## What is needed
Please filter the data below down to the lines holding the string "mountain".

## Dataset entries
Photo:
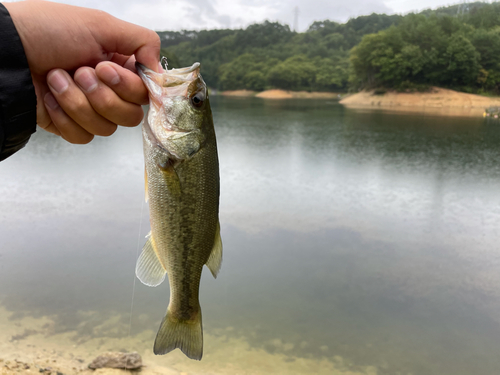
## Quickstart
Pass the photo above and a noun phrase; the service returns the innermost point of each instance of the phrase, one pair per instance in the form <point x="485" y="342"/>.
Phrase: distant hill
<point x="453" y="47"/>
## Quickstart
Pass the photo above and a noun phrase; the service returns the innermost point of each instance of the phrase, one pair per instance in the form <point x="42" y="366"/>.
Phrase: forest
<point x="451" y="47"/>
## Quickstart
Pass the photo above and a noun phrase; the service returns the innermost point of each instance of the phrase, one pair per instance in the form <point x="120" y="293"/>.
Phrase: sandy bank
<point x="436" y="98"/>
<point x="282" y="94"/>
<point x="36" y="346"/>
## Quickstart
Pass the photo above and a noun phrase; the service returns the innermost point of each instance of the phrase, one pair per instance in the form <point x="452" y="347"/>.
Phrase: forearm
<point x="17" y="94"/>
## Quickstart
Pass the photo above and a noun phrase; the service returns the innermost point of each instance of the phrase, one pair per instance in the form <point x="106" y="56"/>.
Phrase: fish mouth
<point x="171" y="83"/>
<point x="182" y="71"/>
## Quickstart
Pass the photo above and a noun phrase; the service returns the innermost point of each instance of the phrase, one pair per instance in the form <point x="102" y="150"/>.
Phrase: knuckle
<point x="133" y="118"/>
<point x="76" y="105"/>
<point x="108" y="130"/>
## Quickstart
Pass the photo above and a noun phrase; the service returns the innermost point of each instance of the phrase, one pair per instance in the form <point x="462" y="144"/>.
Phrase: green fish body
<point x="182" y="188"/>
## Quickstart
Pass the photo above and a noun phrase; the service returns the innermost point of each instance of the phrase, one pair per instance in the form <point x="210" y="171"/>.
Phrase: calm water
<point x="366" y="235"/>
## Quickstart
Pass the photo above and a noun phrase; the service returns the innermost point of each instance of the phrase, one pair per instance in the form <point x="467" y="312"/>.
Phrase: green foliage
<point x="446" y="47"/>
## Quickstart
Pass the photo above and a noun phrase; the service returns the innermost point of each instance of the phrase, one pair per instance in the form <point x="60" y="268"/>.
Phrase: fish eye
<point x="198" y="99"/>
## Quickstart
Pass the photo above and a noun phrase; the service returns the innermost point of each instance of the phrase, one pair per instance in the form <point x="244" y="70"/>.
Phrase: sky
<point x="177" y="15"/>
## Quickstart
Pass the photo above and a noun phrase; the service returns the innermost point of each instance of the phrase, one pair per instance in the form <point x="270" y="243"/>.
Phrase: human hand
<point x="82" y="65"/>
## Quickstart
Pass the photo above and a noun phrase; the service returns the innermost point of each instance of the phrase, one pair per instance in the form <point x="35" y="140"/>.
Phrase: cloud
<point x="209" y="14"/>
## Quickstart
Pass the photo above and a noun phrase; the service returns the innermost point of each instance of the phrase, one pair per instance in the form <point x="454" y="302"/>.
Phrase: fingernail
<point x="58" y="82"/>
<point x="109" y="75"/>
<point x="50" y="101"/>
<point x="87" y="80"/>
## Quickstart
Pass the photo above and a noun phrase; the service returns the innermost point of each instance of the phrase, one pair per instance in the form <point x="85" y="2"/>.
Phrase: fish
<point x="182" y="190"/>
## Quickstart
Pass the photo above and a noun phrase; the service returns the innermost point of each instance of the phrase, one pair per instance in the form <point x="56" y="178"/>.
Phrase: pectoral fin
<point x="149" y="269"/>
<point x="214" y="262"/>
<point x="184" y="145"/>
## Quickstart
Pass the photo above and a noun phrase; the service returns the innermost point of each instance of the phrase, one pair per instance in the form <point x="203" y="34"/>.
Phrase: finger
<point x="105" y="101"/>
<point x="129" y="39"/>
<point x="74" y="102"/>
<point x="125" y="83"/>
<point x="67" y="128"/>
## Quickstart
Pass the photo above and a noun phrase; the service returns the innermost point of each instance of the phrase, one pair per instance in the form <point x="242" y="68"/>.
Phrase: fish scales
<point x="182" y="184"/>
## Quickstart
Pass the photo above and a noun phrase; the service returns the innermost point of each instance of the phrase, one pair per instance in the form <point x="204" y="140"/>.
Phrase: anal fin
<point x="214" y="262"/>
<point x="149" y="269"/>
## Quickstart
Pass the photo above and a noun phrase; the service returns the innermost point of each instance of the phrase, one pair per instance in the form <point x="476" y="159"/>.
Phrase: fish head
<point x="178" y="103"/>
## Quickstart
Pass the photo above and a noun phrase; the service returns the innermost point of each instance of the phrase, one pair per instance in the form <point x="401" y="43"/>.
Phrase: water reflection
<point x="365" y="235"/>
...
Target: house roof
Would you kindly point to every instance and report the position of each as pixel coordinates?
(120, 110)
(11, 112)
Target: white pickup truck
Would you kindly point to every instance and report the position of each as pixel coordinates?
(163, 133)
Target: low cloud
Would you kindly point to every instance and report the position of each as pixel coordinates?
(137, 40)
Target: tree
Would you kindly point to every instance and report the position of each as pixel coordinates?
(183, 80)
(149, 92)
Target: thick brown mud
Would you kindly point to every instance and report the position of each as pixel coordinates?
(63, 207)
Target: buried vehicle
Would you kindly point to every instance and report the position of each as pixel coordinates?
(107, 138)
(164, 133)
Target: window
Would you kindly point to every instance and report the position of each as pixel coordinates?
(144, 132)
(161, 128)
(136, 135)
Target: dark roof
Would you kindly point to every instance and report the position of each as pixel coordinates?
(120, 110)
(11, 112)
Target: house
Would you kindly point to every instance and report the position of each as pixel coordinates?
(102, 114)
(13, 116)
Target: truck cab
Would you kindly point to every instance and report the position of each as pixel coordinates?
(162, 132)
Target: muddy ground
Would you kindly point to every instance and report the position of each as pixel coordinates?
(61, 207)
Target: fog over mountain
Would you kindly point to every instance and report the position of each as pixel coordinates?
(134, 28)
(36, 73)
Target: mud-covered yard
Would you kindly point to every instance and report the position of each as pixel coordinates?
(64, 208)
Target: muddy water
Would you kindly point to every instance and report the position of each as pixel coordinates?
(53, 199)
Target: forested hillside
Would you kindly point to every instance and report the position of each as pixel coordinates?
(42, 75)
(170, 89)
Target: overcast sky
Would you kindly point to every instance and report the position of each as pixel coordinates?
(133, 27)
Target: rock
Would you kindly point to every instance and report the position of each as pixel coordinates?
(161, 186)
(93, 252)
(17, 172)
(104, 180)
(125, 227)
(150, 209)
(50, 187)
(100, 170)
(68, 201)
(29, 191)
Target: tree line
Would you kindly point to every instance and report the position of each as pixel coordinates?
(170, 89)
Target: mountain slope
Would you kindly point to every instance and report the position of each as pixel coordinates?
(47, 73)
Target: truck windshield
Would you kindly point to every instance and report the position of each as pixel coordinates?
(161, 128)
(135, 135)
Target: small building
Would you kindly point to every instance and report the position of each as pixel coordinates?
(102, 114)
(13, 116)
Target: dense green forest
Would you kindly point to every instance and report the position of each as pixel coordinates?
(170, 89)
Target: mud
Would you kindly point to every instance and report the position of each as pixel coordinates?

## Answer for this exercise
Target: fog over mountain
Target: mountain slope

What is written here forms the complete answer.